Fat cells from your tummy could fix your creaky knees

A new procedure for knee pain involves injections of fat taken from the abdomen. John Wakefield, 57, a retail worker from Shiptonthorpe, North Yorkshire, underwent the treatment, as he tells ADRIAN MONTI. 


For most of my life I’ve been active and I played five-a-side football a few times a week for 16 years. But in August 2016 I suffered a sudden shooting pain inside my right knee while at work.

This was followed by a feeling of heat deep inside the knee that didn’t go away.

John Wakefield, 57, a retail worker from Shiptonthorpe, North Yorkshire, underwent a new procedure for knee pain which involves injections of fat taken from abdomen

I’d played football the evening before and thought that had caused it — I’d never had serious knee pain before.

That evening, I wrapped an ice pack round it, rested, then saw my GP a week later. I was referred for an MRI scan, which showed a tear in the cartilage lining the knee joint.

An NHS knee specialist told me it probably happened during football. He said the flap of torn cartilage was catching on the joint whenever I moved my knee, causing the pain, and advised I could have microfracture treatment — tiny fractures are made on the surface of the bone in the knee, causing it to bleed. Once it scabs over, new cartilage forms.

Another consultant I saw privately for a second opinion said this might not work, as the new cartilage could break down in the future. Instead, he said it might heal on its own as it was quite a small tear. I agreed this might be best.

In the UK alone there were more than 100,000 knee replacements last year, along with about 40,000 ligament reconstructions (stock photo)

In the UK alone there were more than 100,000 knee replacements last year, along with about 40,000 ligament reconstructions (stock photo)

I’d stopped playing football but the pain affected other parts of my life. Sometimes I walked with a slight limp. I rested the knee whenever I could and had some physiotherapy but it had no real effect. I took painkillers occasionally.

__Tasks and exercises__
A. Do these statements agree with the knee-pain article? (i) The pain in John's knee began while he was playing football. (ii) The MRI scan showed a tear in the cartilage. (iii) Physiotherapy brought his pain down a great deal.
B. Quote the part of the knee-pain article that begins at the words "A new procedure for knee pain involves" and stops after "while at work.".

__Data supplied__
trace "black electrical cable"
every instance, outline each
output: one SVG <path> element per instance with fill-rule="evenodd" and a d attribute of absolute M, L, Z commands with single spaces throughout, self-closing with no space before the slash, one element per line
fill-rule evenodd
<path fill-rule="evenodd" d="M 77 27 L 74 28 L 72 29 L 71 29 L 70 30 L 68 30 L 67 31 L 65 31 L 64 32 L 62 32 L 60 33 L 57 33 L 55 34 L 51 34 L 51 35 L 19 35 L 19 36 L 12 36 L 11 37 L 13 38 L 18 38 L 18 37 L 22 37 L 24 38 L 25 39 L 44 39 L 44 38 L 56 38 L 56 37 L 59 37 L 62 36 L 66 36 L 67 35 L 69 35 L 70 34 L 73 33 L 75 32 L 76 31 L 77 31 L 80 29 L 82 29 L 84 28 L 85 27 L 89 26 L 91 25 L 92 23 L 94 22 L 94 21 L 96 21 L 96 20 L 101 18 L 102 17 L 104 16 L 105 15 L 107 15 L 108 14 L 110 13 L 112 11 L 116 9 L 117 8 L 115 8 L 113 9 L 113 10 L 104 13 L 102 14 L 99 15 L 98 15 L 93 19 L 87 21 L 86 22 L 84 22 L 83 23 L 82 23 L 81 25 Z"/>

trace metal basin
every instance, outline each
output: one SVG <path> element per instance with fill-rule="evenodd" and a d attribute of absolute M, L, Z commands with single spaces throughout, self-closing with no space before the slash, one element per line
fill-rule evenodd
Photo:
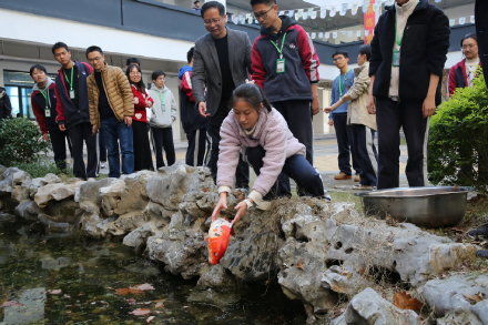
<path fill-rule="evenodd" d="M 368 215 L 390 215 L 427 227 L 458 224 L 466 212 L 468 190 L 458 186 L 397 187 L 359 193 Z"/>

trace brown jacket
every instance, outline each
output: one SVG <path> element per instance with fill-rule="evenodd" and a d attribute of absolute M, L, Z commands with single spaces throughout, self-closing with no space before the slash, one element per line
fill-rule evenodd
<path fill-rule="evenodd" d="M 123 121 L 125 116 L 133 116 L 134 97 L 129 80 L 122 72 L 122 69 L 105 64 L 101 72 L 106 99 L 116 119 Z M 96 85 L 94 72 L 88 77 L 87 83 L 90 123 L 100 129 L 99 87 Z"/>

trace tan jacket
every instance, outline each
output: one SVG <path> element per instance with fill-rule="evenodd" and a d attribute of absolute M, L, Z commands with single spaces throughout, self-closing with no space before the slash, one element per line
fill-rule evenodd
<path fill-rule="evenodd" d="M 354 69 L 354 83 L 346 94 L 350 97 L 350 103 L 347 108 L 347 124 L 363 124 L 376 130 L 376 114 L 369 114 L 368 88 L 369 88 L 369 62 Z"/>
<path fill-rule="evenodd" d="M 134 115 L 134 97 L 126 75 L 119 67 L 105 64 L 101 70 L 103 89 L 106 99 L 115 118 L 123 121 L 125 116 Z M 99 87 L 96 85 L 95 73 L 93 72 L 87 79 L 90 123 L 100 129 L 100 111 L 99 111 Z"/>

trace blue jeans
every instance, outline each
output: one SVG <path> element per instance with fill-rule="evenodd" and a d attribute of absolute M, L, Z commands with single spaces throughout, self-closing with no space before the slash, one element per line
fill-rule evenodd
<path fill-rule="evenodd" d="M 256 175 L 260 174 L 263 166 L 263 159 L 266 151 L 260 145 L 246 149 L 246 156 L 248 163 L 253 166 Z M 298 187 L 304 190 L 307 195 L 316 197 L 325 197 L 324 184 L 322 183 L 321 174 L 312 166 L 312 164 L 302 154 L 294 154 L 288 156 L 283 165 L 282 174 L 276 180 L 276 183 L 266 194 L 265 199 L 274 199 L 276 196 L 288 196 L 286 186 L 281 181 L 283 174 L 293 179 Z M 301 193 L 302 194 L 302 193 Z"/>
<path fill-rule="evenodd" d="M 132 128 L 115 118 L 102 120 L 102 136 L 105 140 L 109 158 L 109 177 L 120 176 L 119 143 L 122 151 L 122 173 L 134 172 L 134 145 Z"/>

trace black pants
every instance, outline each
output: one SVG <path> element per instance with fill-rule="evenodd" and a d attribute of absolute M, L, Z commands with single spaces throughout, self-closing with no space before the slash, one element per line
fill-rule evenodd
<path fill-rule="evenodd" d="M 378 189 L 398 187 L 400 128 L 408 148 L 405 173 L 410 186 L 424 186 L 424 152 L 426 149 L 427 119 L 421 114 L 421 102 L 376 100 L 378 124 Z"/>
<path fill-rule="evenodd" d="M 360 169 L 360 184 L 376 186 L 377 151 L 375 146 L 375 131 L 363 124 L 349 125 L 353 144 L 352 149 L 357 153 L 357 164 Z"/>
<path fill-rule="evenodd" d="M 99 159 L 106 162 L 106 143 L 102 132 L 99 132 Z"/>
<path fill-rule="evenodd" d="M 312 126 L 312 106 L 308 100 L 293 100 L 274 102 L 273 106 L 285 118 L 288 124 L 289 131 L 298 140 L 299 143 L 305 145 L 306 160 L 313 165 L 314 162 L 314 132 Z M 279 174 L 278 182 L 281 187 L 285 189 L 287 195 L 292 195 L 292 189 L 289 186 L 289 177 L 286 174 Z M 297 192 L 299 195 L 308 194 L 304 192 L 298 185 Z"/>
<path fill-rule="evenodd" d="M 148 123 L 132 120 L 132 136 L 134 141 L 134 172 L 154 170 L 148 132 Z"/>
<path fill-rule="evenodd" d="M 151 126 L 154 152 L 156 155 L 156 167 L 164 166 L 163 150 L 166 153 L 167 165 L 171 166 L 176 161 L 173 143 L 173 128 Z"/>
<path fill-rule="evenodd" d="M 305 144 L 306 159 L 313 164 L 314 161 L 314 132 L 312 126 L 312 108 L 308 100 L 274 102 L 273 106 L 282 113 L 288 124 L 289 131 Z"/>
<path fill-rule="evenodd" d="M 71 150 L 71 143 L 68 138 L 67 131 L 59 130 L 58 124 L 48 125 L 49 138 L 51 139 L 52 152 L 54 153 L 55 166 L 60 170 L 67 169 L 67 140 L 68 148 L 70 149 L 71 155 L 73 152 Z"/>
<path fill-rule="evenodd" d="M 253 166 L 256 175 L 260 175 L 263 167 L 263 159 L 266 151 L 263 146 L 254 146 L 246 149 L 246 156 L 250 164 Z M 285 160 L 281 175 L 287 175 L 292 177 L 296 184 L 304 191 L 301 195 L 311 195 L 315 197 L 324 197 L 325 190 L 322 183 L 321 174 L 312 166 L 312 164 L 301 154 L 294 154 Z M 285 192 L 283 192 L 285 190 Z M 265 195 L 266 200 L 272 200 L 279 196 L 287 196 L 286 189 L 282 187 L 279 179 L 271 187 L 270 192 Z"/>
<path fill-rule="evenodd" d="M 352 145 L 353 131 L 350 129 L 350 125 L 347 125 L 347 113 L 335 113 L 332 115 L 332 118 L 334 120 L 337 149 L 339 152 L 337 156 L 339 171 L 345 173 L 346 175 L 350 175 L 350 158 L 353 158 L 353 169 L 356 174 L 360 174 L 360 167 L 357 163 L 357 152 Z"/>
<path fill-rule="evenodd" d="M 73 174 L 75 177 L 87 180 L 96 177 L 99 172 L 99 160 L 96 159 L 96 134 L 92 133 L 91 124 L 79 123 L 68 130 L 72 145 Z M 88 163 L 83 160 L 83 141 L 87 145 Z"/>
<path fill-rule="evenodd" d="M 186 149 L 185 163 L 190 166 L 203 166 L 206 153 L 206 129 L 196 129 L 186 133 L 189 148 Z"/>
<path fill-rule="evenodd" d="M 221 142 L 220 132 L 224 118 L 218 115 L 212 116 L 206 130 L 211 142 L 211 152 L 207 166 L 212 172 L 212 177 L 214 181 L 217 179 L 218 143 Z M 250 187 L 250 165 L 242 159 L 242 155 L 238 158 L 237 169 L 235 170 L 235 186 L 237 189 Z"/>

__Numbered answers__
A.
(i) No: "I suffered a sudden shooting pain inside my right knee while at work."
(ii) Yes: "I was referred for an MRI scan, which showed a tear in the cartilage lining the knee joint."
(iii) No: "had some physiotherapy but it had no real effect."

B.
A new procedure for knee pain involves injections of fat taken from the abdomen. John Wakefield, 57, a retail worker from Shiptonthorpe, North Yorkshire, underwent the treatment, as he tells ADRIAN MONTI. 


For most of my life I’ve been active and I played five-a-side football a few times a week for 16 years. But in August 2016 I suffered a sudden shooting pain inside my right knee while at work.